:: Given entries ::

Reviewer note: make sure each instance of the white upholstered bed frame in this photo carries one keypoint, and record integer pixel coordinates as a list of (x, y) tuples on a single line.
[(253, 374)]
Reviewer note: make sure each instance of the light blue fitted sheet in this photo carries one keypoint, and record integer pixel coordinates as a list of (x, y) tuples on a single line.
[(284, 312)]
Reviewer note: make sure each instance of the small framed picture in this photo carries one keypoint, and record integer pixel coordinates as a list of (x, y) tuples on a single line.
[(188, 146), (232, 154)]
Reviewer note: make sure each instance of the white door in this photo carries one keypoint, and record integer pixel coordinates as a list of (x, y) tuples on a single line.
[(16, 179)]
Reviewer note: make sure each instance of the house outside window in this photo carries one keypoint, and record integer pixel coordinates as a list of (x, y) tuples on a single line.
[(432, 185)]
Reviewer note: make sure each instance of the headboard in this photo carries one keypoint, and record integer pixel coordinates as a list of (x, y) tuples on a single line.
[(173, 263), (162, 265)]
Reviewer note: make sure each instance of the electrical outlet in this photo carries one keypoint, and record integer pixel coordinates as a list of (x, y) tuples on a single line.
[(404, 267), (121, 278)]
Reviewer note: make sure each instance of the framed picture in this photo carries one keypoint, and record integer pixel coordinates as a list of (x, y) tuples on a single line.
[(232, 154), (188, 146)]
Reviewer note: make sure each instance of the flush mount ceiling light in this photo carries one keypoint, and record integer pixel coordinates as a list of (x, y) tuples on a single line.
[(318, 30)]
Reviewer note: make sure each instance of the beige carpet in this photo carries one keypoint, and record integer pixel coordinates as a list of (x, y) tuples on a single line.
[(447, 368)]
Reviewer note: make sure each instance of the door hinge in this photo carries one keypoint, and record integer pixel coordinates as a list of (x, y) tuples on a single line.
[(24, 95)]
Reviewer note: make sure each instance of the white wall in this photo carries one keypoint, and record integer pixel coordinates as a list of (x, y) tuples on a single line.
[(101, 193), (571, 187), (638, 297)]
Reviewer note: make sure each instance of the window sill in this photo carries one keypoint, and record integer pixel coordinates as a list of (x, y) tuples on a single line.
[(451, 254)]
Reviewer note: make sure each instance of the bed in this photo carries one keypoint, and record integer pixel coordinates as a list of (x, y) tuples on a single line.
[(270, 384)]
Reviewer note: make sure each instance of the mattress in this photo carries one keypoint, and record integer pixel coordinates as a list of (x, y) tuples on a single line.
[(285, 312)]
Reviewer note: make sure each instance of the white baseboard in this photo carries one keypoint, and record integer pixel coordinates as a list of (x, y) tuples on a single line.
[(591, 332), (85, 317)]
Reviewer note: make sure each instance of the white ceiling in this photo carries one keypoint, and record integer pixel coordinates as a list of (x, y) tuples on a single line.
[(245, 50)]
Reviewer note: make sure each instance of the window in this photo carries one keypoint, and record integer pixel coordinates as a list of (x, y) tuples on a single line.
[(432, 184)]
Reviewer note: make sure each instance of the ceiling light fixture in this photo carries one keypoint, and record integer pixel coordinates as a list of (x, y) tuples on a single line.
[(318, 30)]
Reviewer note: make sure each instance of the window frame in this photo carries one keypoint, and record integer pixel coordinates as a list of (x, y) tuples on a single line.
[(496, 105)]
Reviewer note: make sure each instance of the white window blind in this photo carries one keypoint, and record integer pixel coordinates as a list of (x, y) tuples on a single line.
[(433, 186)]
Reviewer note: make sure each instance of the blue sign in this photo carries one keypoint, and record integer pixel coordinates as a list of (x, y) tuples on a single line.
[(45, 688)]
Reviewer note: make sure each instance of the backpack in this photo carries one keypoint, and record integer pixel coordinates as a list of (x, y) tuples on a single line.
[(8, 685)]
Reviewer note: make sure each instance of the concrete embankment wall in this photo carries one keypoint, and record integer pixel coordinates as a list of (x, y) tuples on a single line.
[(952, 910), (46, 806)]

:::

Output every entry shown above, exactly.

§ **Response**
Reviewer note: make sure each instance of the white upholstered bed frame in this photo carries one keypoint, and record integer pixel coordinates as a list of (x, y) tuples on a single line.
[(253, 374)]
Reviewer note: make sure each instance of the light blue fitted sheet in this photo carries one keypoint, and record integer pixel coordinates as a list of (x, y) tuples on a single line.
[(284, 312)]
Reviewer note: make sure each instance of the small framed picture in this photo carries one keypoint, and record integer pixel coordinates as a list of (x, y) tuples on a single line.
[(188, 146), (232, 154)]
Reviewer note: make sure each instance of the white door in this photo carries one keypoint, and record integer pixel coordinates as a list of (x, y) tuples on a single line.
[(16, 179)]
Reviewer note: make sure each instance of the house outside window in this photo carries one keypoint, and record integer pixel coordinates as a list of (x, y) tuples on a single line.
[(432, 185)]
Reviewer note: make sure each instance of the headboard in this photo carries one keypoint, and record integer pixel coordinates as a list of (x, y) tuples on a single line.
[(173, 263), (162, 265)]
Reviewer note: make sure each instance of the electrical outlet in this photo carries one keypoint, and record integer pixel coordinates as a list of (x, y) tuples on a single line.
[(404, 267), (121, 278)]
Reviewer note: make sure each instance of the framed picture in this photo carries one keypoint, and record integer pixel coordinates as a list of (x, y) tuples on a single line.
[(232, 154), (188, 146)]
Reviewer note: make sure each instance of the flush mount ceiling light in this photo carries one keypoint, and record integer pixel coordinates as a list of (x, y) tuples on a single line.
[(318, 30)]
Reviewer note: make sure each instance of the beige carpet in this photo carries one keypoint, and record integer pixel coordinates as a list of (x, y) tuples on a single line.
[(447, 368)]
Reviewer note: make sure each instance of the door hinge in this photo carries one keypoint, and record integer pixel coordinates as a list of (x, y) tuples on a single line.
[(24, 95)]
Reviewer note: make sure each instance of the white wall in this photo carries one keypoint, and record integer pixel coordinates as a list of (x, y) tuples on a single line.
[(101, 193), (571, 187), (638, 297)]
Reviewer note: make sure each instance of the window sill in this photo carries one keypoint, and record integer pixel coordinates as a list of (x, y) tuples on a single line.
[(451, 254)]
Reviewer note: make sure each instance of the bed in this photo carries one keypoint, and record integer pixel coordinates as a list of (x, y) tuples on a single line.
[(270, 384)]
Reviewer note: make sure each instance of the mattress in this photo carries one keypoint, and record integer pixel coordinates as a list of (x, y) tuples on a single line.
[(285, 312)]
Reviewer note: make sure each instance of the white baseboard in this photo carries one keypoint, and record integer pixel coordinates as a list of (x, y) tuples on a single line.
[(591, 332), (85, 317)]
Reviewer note: make sure each instance of the white ceiling in this photo carries one keypoint, and record integer pixel coordinates as a list of (x, y) tuples on a single line.
[(245, 50)]
Reviewer note: make sure each instance of the window in this photo carries one keypoint, and record integer pixel coordinates as a list of (x, y) tuples on a single line.
[(432, 184)]
Reviewer note: make sure each instance of the ceiling light fixture in this photo carries one keypoint, and record integer pixel coordinates as a list of (x, y) tuples on a single line.
[(318, 30)]
Reviewer note: make sure each instance of the window frame in this photo carries one keypoint, and record integer pixel coordinates as a list of (x, y) tuples on a single line.
[(496, 105)]
Reviewer note: make sure each instance of the white window blind in this photo carries one keypoint, and record integer pixel coordinates as a list of (x, y) tuples on a single line.
[(433, 186)]
Reviewer note: make sure each instance of the blue sign in this photo carries one keypoint, and record integer pixel coordinates as a list of (x, y) tuples on a single line.
[(45, 688)]
Reviewer note: make sure each instance of the backpack in this photo carries one keypoint, and record integer pixel coordinates as a list of (x, y) tuples on a single line.
[(8, 685)]
Reviewer note: make sure each instance of the concrete embankment wall in this photo carries one keypoint, and record integer pixel coordinates as a list of (x, y) tuples on a single line.
[(952, 910), (46, 806)]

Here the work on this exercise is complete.